* [GOAL]: Convert the items below into a Markdown table with the columns Row and Text, giving each line its own numbered row and skipping blank lines. Leave the pictures out of the table.

Entries on locating named things
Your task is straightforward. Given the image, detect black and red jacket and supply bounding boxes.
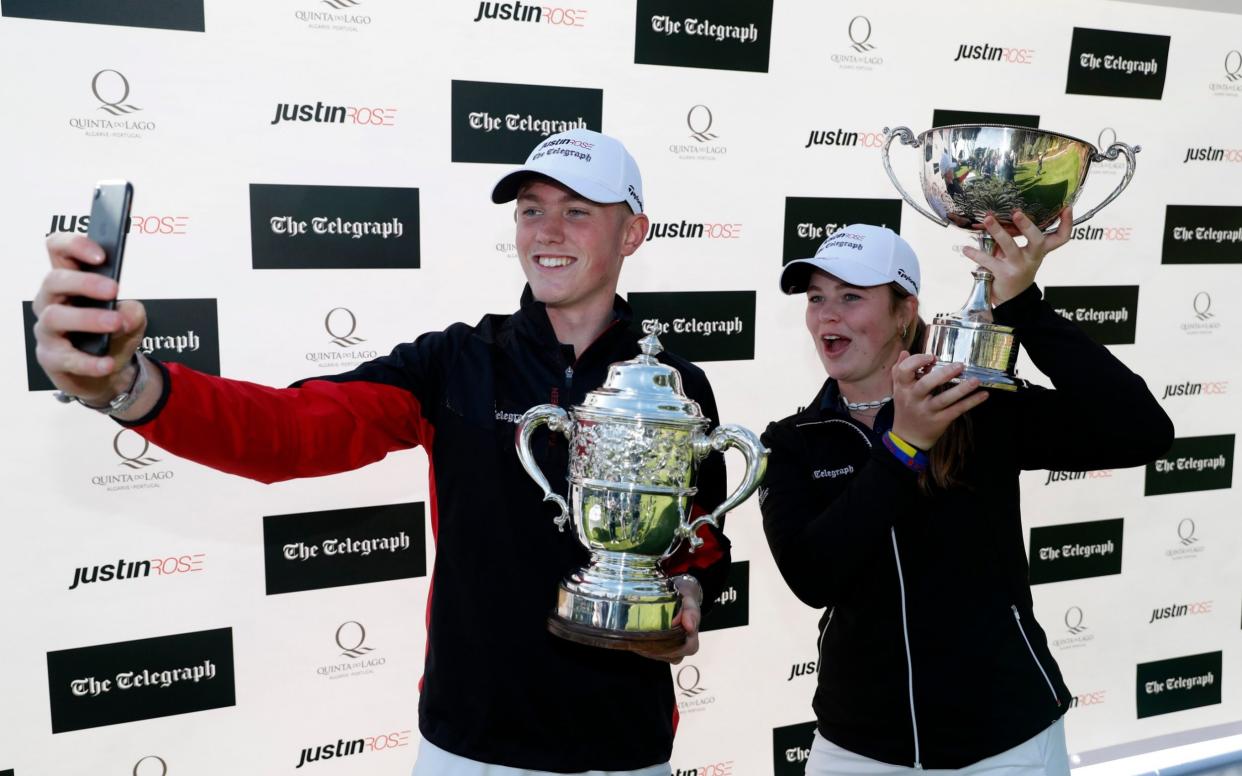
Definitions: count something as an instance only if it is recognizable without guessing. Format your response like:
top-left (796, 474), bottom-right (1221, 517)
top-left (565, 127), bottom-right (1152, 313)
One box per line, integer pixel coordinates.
top-left (127, 288), bottom-right (729, 772)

* [THE REPLY]:
| Row | Text |
|---|---|
| 1 | Your task is straightforward. Given the image, detect black and red jacket and supply bounding boxes. |
| 2 | Definitions: count something as an instance only if it is recognizable without guessing. Format your response like: |
| 3 | top-left (796, 474), bottom-right (1221, 517) |
| 4 | top-left (565, 127), bottom-right (1152, 313) |
| 5 | One box per line, integer pixel coordinates. |
| 6 | top-left (127, 288), bottom-right (729, 772) |